Objective> Output the data below in full, character for character.

Dataset entries>
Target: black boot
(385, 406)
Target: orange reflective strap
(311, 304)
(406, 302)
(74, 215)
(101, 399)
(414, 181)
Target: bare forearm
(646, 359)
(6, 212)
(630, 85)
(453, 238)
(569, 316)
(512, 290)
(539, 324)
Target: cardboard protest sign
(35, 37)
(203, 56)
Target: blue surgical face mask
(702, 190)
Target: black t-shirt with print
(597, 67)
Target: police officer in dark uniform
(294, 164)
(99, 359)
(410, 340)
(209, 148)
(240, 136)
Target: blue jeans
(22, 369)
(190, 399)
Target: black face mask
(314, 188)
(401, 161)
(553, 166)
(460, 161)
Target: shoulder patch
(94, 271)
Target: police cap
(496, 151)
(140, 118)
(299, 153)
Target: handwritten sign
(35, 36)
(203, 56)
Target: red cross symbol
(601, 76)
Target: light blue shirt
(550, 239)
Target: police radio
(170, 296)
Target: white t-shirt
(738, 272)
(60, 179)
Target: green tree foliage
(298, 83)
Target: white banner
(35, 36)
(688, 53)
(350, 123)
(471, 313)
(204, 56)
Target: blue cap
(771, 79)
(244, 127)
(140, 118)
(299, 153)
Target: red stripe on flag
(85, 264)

Task solution>
Target: black boot
(385, 406)
Target: orange reflective strap
(311, 304)
(406, 302)
(74, 215)
(101, 399)
(414, 181)
Target: bare forearm
(646, 359)
(6, 212)
(630, 85)
(453, 238)
(569, 316)
(512, 290)
(539, 324)
Target: cardboard protest sign
(35, 37)
(203, 56)
Target: blue surgical face mask
(702, 190)
Target: black t-shirt with print
(597, 67)
Target: police officer in dark uniform
(294, 164)
(99, 359)
(410, 340)
(209, 148)
(240, 136)
Target: blue jeans
(22, 369)
(190, 399)
Target: black face mask
(314, 188)
(401, 161)
(553, 166)
(460, 161)
Target: shoulder patch
(94, 271)
Target: police cap
(496, 151)
(140, 118)
(299, 153)
Target: handwritten sign
(35, 36)
(203, 56)
Target: red cross symbol
(601, 76)
Target: light blue shirt
(550, 239)
Target: police radio
(170, 296)
Target: white t-shirt
(738, 272)
(60, 179)
Target: green tree foliage
(298, 83)
Target: white banner
(35, 36)
(688, 53)
(350, 123)
(471, 313)
(204, 56)
Target: blue cap
(771, 79)
(244, 127)
(140, 118)
(299, 153)
Target: red stripe on flag
(85, 264)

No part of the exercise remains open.